# TASK REQUIREMENTS:
Your task is to write out exactly the lines from the line containing "Each instance receives one keypoint. Mark the white cupola" through the end of the records, inclusive at both ends.

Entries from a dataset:

--------

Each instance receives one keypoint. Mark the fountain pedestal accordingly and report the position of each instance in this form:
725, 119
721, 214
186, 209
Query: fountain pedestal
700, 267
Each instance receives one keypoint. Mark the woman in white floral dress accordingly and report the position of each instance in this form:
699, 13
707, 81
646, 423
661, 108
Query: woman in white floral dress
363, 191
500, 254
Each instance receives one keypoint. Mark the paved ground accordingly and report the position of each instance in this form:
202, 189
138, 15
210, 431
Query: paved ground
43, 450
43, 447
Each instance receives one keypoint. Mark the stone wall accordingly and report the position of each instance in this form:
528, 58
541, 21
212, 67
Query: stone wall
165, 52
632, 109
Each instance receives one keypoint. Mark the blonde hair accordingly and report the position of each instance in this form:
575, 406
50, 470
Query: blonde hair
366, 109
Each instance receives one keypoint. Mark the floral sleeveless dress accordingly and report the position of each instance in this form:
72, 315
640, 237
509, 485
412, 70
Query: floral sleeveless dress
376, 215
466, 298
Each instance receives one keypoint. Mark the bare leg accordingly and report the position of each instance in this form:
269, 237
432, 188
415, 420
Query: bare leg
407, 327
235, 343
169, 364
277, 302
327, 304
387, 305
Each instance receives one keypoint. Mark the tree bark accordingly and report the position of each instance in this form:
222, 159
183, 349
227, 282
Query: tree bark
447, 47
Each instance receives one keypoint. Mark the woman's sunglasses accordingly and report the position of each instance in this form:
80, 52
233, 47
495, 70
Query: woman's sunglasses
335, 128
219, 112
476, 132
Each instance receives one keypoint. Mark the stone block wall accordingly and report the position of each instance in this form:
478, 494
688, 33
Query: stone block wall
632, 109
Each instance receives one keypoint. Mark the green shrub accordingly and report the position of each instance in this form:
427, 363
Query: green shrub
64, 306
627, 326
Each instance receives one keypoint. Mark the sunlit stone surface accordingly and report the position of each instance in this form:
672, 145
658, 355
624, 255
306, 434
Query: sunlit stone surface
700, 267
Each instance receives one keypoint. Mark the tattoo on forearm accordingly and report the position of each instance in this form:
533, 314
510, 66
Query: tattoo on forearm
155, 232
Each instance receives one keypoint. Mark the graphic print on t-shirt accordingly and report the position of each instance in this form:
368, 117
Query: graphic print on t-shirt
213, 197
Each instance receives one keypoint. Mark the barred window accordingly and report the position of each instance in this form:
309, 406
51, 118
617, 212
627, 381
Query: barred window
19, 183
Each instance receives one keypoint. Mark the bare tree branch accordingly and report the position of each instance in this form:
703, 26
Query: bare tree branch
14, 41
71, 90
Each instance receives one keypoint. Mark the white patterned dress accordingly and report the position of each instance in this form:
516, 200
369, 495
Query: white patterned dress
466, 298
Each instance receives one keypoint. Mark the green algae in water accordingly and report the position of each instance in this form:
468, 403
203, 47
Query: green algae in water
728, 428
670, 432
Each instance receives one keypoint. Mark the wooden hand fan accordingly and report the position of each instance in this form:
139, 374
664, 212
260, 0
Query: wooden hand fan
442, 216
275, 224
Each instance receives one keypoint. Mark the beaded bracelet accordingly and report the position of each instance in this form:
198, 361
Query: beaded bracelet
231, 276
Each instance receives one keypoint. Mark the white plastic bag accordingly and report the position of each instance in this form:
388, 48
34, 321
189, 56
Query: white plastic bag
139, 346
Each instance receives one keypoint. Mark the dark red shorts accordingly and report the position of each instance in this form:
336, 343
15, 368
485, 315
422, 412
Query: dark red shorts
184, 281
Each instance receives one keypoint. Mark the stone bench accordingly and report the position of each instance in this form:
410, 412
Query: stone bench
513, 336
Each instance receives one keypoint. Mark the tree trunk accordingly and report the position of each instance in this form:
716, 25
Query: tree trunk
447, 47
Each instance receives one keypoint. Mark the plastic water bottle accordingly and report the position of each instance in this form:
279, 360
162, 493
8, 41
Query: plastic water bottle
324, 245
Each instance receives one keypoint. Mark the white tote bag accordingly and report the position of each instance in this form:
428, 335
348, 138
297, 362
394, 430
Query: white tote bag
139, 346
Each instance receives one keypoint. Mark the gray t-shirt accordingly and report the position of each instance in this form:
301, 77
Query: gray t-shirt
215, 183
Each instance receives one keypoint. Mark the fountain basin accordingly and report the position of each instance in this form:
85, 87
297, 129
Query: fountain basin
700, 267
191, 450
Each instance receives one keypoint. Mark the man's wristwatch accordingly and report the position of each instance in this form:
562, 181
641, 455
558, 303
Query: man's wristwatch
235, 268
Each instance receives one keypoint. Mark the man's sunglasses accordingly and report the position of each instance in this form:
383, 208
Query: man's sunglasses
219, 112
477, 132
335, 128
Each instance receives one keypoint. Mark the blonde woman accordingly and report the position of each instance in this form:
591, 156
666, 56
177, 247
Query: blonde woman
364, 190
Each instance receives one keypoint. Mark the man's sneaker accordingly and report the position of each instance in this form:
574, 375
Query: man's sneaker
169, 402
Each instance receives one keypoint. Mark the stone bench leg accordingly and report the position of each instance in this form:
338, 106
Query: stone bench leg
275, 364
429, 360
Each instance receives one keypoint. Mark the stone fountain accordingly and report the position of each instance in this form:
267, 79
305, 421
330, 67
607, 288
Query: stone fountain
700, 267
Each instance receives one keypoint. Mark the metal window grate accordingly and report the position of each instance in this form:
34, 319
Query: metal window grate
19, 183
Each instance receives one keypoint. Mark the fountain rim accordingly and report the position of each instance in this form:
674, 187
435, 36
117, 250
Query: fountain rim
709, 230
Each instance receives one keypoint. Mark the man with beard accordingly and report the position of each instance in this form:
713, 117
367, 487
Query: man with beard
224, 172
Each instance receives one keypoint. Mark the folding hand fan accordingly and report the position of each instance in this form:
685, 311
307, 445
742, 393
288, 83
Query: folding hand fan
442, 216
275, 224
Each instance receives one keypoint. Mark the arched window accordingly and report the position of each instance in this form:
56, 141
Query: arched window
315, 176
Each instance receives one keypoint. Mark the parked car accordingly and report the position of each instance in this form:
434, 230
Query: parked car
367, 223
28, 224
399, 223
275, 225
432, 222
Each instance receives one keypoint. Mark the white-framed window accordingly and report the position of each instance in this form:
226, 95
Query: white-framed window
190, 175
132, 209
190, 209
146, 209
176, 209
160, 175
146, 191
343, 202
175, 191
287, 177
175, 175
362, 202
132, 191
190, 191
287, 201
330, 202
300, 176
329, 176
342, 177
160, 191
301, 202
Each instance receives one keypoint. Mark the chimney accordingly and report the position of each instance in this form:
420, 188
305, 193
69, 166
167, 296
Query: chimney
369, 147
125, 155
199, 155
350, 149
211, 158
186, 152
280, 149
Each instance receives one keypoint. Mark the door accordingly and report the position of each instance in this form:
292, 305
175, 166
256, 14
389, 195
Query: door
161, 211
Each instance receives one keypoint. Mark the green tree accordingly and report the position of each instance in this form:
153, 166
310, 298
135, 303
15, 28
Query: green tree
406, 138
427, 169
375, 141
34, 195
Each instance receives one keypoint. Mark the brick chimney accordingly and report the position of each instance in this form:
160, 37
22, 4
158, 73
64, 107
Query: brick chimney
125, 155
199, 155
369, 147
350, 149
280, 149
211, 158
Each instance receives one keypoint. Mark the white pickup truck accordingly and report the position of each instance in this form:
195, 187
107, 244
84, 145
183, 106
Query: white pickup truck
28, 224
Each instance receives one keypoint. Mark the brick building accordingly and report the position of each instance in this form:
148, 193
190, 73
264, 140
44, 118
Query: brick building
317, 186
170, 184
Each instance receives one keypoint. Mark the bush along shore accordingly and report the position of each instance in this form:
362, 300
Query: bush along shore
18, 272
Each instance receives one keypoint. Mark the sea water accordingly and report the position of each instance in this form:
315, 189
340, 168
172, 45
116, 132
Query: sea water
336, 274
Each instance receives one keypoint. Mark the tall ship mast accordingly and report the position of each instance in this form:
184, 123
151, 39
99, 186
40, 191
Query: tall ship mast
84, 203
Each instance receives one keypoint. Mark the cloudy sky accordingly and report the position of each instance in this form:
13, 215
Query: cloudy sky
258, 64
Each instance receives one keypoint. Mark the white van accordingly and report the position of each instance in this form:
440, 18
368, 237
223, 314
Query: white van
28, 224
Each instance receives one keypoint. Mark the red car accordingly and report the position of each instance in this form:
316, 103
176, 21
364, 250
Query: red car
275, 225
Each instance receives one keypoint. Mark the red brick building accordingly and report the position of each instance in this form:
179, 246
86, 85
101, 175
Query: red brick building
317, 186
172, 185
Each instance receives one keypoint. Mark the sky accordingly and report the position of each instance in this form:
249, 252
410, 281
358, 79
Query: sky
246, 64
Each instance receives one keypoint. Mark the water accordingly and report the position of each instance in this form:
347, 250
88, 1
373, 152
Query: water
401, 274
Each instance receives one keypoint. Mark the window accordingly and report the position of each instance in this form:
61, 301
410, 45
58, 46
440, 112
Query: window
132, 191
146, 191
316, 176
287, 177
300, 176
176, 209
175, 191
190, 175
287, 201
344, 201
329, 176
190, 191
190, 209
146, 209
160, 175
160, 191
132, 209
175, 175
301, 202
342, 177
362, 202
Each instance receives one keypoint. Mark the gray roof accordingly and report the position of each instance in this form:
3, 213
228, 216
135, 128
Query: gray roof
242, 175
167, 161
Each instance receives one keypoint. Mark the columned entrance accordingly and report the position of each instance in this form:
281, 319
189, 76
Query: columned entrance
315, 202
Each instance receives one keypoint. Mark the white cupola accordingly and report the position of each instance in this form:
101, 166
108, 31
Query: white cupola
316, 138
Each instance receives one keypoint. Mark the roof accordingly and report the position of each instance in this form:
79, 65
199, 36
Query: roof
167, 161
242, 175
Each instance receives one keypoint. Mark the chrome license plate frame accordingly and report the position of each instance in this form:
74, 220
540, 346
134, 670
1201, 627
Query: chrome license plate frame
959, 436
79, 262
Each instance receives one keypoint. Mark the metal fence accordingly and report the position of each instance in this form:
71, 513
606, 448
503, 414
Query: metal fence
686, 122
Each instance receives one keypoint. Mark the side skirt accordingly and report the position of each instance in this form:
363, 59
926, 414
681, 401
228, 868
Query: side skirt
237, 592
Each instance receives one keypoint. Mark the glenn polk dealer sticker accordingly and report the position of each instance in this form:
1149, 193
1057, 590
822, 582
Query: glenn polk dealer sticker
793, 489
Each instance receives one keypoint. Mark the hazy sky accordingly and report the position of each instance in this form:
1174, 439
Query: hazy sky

--------

# ANSWER FOR THIS EXERCISE:
Each instance receives one keypoint. Mark the white cupola accordingly and report the position of each instance in this form:
101, 166
108, 31
Query: white cupola
316, 138
Each instance receives one keypoint. Mark the roof accordingly and report the position of each instance in this form:
79, 65
199, 36
Query: roof
167, 161
242, 175
Each instance receives one keypoint. Mark the chrome license plate frame accordingly and report the position of each instance in this form:
74, 220
540, 346
134, 670
1201, 627
Query: chrome license plate frame
959, 436
79, 262
Each instance receives one keypoint. Mark the metal fence accordingly and report the position of each instance in this form:
71, 513
606, 448
503, 414
Query: metal fence
686, 122
Each instance receives one keypoint. Mark the side skirt accordingly and report the position of each instance in this form:
363, 59
926, 414
681, 401
228, 868
Query: side skirt
237, 592
Each instance receives one keypoint. Mark the glenn polk dealer sticker accordingly and report the position of each instance in this form:
1149, 193
1057, 590
822, 582
Query: glenn polk dealer sticker
793, 489
Each instance receives one keypoint. Mark the hazy sky accordingly and report the position of each instance in this form:
1174, 439
Query: hazy sky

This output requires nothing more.